Set task ->
Restate the records below word for word.

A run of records
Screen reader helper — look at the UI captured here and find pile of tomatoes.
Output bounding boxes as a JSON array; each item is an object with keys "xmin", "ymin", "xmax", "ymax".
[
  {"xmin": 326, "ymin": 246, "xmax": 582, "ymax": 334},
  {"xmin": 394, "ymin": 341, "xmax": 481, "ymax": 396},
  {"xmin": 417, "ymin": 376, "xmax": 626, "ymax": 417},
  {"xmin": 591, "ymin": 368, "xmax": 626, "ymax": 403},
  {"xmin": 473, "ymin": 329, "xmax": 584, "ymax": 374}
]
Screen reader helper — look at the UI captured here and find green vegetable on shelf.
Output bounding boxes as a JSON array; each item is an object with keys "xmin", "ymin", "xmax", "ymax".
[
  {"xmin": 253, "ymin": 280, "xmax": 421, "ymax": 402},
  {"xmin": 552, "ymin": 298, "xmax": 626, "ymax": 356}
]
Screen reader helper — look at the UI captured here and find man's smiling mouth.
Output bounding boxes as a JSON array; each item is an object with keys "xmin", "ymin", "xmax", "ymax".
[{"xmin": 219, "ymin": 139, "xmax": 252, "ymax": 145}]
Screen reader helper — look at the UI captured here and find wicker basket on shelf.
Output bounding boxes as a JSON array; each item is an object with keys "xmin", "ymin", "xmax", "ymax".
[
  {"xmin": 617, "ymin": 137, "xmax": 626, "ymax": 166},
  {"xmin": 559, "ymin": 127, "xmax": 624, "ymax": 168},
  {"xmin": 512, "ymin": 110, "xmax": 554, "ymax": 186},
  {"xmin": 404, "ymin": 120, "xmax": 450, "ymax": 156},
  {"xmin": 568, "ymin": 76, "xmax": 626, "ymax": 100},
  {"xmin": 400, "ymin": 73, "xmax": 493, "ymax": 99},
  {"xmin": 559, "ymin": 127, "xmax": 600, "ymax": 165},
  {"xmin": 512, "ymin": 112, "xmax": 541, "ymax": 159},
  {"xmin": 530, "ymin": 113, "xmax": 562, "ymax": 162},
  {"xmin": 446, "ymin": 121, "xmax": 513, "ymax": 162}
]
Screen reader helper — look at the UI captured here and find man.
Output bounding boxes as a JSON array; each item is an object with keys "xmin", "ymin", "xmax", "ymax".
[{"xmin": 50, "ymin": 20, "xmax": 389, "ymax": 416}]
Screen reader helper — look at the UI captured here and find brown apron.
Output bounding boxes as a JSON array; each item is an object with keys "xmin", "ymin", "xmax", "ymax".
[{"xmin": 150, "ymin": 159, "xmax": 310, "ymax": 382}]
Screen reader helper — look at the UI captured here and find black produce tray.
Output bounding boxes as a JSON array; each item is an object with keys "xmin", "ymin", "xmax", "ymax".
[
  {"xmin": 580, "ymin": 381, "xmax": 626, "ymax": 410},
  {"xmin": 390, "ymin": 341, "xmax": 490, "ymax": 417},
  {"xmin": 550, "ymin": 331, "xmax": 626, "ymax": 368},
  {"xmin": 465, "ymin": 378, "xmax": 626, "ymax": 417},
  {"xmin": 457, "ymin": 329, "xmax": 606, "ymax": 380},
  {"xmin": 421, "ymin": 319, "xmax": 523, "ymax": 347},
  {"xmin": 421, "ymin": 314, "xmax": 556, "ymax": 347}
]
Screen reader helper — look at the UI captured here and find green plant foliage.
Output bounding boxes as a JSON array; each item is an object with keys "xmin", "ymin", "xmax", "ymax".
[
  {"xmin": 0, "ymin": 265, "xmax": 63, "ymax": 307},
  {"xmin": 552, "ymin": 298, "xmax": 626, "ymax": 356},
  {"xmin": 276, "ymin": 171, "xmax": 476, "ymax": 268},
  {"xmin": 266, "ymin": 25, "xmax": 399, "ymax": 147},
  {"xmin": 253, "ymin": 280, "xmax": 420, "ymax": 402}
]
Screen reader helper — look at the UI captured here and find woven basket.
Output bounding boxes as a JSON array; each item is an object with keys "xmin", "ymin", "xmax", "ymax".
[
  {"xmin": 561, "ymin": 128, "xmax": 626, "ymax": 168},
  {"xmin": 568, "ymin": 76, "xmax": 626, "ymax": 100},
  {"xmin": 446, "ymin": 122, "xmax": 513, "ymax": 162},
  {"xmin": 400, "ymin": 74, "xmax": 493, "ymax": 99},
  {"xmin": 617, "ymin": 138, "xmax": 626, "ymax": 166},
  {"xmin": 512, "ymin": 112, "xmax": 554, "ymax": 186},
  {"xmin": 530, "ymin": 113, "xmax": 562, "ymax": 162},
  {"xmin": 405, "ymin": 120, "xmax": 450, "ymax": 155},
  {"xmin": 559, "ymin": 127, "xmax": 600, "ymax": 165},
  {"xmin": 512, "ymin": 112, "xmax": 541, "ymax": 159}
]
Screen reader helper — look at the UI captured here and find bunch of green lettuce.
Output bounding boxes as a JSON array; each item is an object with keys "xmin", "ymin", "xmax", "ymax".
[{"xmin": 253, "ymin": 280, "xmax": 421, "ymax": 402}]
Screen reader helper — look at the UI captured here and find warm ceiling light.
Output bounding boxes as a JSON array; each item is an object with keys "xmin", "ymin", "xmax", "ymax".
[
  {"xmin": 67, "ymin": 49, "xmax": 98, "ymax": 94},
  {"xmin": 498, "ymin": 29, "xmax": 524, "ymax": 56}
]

The output ->
Screen reader helper — look at the UI captured here and find pile of tomatoes.
Output bounding boxes as a JSON array; each item is an object with keys "xmin", "ymin", "xmax", "ymax".
[
  {"xmin": 326, "ymin": 246, "xmax": 582, "ymax": 334},
  {"xmin": 394, "ymin": 341, "xmax": 481, "ymax": 396},
  {"xmin": 417, "ymin": 376, "xmax": 626, "ymax": 417},
  {"xmin": 591, "ymin": 368, "xmax": 626, "ymax": 403},
  {"xmin": 473, "ymin": 329, "xmax": 584, "ymax": 374}
]
Screen reader helper — look at the UI captured here and find green vegetable on shelf.
Output bounding boxes as a JSON array; each item is an object with keys "xmin", "ymin", "xmax", "ymax".
[
  {"xmin": 253, "ymin": 280, "xmax": 421, "ymax": 402},
  {"xmin": 552, "ymin": 298, "xmax": 626, "ymax": 356}
]
Screen reader helper — look at the UI captured here and find man's smiling mouth.
Output bounding boxes as a JSON array; each item is an object with keys "xmin", "ymin", "xmax", "ymax".
[{"xmin": 219, "ymin": 139, "xmax": 252, "ymax": 145}]
Screen reader helper — look at the UI captured here and find wicker basket on shelf.
Output bounding boxes as a JSON array; each item is an object with keys "xmin", "ymin", "xmax", "ymax".
[
  {"xmin": 617, "ymin": 137, "xmax": 626, "ymax": 166},
  {"xmin": 559, "ymin": 127, "xmax": 624, "ymax": 168},
  {"xmin": 512, "ymin": 110, "xmax": 554, "ymax": 186},
  {"xmin": 404, "ymin": 120, "xmax": 450, "ymax": 156},
  {"xmin": 568, "ymin": 76, "xmax": 626, "ymax": 100},
  {"xmin": 400, "ymin": 73, "xmax": 493, "ymax": 99},
  {"xmin": 559, "ymin": 127, "xmax": 600, "ymax": 165},
  {"xmin": 512, "ymin": 112, "xmax": 541, "ymax": 159},
  {"xmin": 530, "ymin": 113, "xmax": 562, "ymax": 162},
  {"xmin": 446, "ymin": 121, "xmax": 513, "ymax": 162}
]
Screen reader helper — look at the UI captured here and find man.
Output bounding boxes as a JSON array; each item is an object with keys "xmin", "ymin", "xmax", "ymax".
[{"xmin": 50, "ymin": 20, "xmax": 389, "ymax": 416}]
Screen reader helper — look at the UI captured here and find brown apron.
Output bounding boxes as a JSON array; each item is an object with keys "xmin", "ymin", "xmax", "ymax".
[{"xmin": 150, "ymin": 159, "xmax": 310, "ymax": 382}]
Screen reader helper — look at the UI captured here and find black produce tray.
Output bounding boxes as a JSON array; each item is an object with keys "xmin", "ymin", "xmax", "ymax".
[
  {"xmin": 580, "ymin": 381, "xmax": 626, "ymax": 410},
  {"xmin": 390, "ymin": 341, "xmax": 490, "ymax": 417},
  {"xmin": 550, "ymin": 331, "xmax": 626, "ymax": 368},
  {"xmin": 465, "ymin": 378, "xmax": 626, "ymax": 417},
  {"xmin": 457, "ymin": 329, "xmax": 606, "ymax": 380},
  {"xmin": 421, "ymin": 319, "xmax": 523, "ymax": 347},
  {"xmin": 421, "ymin": 314, "xmax": 556, "ymax": 347}
]
Screen reader helper — look at the UI captured here and find green plant foliage.
Output bounding boxes as a JSON array; each item is an object with keys "xmin", "ymin", "xmax", "ymax".
[
  {"xmin": 0, "ymin": 265, "xmax": 63, "ymax": 307},
  {"xmin": 552, "ymin": 298, "xmax": 626, "ymax": 356},
  {"xmin": 276, "ymin": 171, "xmax": 476, "ymax": 268},
  {"xmin": 266, "ymin": 25, "xmax": 399, "ymax": 147},
  {"xmin": 253, "ymin": 280, "xmax": 420, "ymax": 402}
]
Screen reader helper — look at the UI captured here and find woven basket.
Output bounding boxes as a JSON array; each item is an object with keys "xmin", "ymin", "xmax", "ymax".
[
  {"xmin": 561, "ymin": 128, "xmax": 626, "ymax": 168},
  {"xmin": 568, "ymin": 76, "xmax": 626, "ymax": 100},
  {"xmin": 446, "ymin": 122, "xmax": 513, "ymax": 162},
  {"xmin": 400, "ymin": 74, "xmax": 493, "ymax": 99},
  {"xmin": 617, "ymin": 138, "xmax": 626, "ymax": 166},
  {"xmin": 512, "ymin": 112, "xmax": 554, "ymax": 186},
  {"xmin": 530, "ymin": 113, "xmax": 562, "ymax": 162},
  {"xmin": 405, "ymin": 120, "xmax": 450, "ymax": 155},
  {"xmin": 559, "ymin": 127, "xmax": 600, "ymax": 165},
  {"xmin": 512, "ymin": 112, "xmax": 541, "ymax": 159}
]
Screen reader helper — look at the UI captured here and find bunch of green lettuce.
Output bounding boxes as a JSON array; each item is an object with keys "xmin", "ymin", "xmax", "ymax".
[{"xmin": 253, "ymin": 280, "xmax": 421, "ymax": 402}]
Screen reader helper — look at the UI captured here and find warm ceiling light.
Output bounding boxes as a JSON array; each item is an object with keys "xmin", "ymin", "xmax", "ymax".
[
  {"xmin": 67, "ymin": 49, "xmax": 98, "ymax": 94},
  {"xmin": 498, "ymin": 29, "xmax": 524, "ymax": 56}
]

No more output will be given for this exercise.